__Exercise text__.
Contests

Enter to Win Our Readers’ Favorite ADHD Products

Enter to win one of three (3) gift baskets of ADHD products recommended by ADDitude readers — the perfect holiday gift.

The ADHD Products You Love

Earlier this summer, we asked ADDitude readers to tell us about their favorite products and apps for organization, time management, sleep, stress, learning, and health. The recommendations and insights we received were invaluable — and filled up our wish lists fast.

The ADDitude Store

When we relaunched the ADDitude Store last month, we began featuring these reader-recommended products online and inviting more ratings and reviews. Now you can browse our the products that other readers love, and email us to suggest your own.

Enter to Win

To win one of three ADHD gift baskets featuring reader-recommended products (a $30 value), use the Comments section below to tell us: What do you wish the world knew about ADHD?

Deadline

Wednesday, October 31, at 11:59 pm EST.

Rules

Only Comments posted with a valid email address will be considered valid entries. One entry per household per day. The editors of ADDitude will select one winner at random and notify the winner via email on Friday, November 2.
(Official rules)

6 Related Links

  1. I want the world to know that ADHD is not the fault of poor parenting. ADHD is a medical condition. A person with ADHD has differences in brain development and brain activity that affect attention, the ability to sit still, and self-control that he/she will never out grow. ADHD is real and makes school very difficult no matter how smart my child is!

  2. DISCLAIMER; The “we” in this comment is meant for those who relate. I AM NOT INTENDING TO SPEAK FOR THE ENTIRE GAMBIT OF THE ADHD COMMUNITY.

    Its frustrating enough when ADHD wins the day. We internalize it more than we may let on. It is in our conscious and unconscious thoughts each time we can’t remember if we locked the door, left the keys IN the door, have to go back to our desk at work at least three times to get items we forgot before actually heading home , and blurt out with inappropriate, impulsive, and socially unacceptable comments; including asking questions that apparently were answered two seconds prior. They are experiences that are just as frustrating and awkward to us as they are to you. Every time our loved ones manifest our own feelings on their faces with eye rolls, expressions of, “hurry up,” or just walk away in shameless embarrasment magnifies and negatively validates our own internal embarrassment and frustrations. We HAVE to accept how our brains work. We NEED to keep moving on through each stumble. It is for the sake of our own mental health. And the more our loved ones react in such a manner, the more it is their voice we hear while repremanding ourselves. Our inner voice ostracizes us enough with out needing to acknowledge how our loved ones are internalizing our ADHD enhanced actions. Having an emotional reaction while living through these metaphoric and literal face-plants does not end when you move on from it; nor does it end when we remove ourselves from the tainted environment. We are constantly trying to fix them in replay mode, incorporating the social feedback and consequences so that we can try to not, “screw it up again and in the same way we did it before.” So please don’t internalize and own our ADHD tendencies. It is already hard enough experiencing them without witnessing them externally reinforced in our loved ones reactions. WE GET IT. But we have to accept it and just try to learn from what ever it is, as many times as we need. Because it is brain chemistry. We cannot change it no matter how much you (and we want too; and believe me- we want too). Meds and alternative treatments only go so far. And meds mostly just help in the period in which they are in our system. So… please let it go? Our ADHD momments are not yours to own. So… Please?

  3. I wish people knew that it’s not a matter of diet or “trying harder” or using “can” statements. Really, I wish they knew how it felt to already be “trying harder” but still have people tell you to try harder. And I sure do wish they would stop judging ADD as some made up concept when they’ve never experienced it themselves.

  4. There are so many things I wish the world knew about ADHD…

    The most basic, that all of the others kind of build on, is that it is a real condition. The differences between ADHD brains and neurotypical brains are visible in scans.

__Material provided__.
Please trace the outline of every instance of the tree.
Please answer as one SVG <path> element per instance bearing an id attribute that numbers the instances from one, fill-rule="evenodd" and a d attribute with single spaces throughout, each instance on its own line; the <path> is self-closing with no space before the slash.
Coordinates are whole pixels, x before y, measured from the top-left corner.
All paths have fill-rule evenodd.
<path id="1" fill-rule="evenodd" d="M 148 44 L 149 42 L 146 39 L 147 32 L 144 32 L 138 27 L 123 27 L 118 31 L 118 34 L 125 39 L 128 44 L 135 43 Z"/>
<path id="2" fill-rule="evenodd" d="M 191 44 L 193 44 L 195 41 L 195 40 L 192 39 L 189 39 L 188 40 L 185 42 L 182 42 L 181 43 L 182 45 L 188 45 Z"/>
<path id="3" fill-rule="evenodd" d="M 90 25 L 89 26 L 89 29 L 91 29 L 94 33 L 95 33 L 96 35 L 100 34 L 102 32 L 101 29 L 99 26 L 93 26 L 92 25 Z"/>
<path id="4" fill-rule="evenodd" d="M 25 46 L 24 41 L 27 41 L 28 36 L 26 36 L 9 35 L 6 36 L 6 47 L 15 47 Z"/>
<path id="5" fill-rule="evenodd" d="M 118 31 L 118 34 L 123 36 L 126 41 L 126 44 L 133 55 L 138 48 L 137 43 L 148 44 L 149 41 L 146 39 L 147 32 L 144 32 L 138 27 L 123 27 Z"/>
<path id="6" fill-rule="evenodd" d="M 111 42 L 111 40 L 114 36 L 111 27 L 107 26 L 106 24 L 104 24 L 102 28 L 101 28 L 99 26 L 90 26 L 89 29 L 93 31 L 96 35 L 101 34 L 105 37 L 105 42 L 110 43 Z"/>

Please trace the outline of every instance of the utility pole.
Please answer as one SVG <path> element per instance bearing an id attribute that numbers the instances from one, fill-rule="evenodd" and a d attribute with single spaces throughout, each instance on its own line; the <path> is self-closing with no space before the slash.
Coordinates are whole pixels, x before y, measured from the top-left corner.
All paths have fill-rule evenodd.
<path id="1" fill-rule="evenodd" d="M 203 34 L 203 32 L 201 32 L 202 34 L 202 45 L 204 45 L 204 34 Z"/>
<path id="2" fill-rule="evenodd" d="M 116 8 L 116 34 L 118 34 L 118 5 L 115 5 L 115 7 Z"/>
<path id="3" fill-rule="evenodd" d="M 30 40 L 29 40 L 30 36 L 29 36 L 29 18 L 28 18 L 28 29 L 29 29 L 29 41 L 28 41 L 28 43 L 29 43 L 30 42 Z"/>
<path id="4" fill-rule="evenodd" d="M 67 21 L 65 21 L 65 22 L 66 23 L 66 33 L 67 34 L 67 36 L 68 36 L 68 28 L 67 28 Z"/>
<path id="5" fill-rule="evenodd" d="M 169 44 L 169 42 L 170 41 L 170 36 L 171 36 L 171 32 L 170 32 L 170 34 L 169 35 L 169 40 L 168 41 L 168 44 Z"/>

__Problem to solve__. According to the contest page, what is the deadline for entries? Answer from the contest page alone, setting the material aside.

__Response to the task__. Wednesday, October 31, at 11:59 pm EST.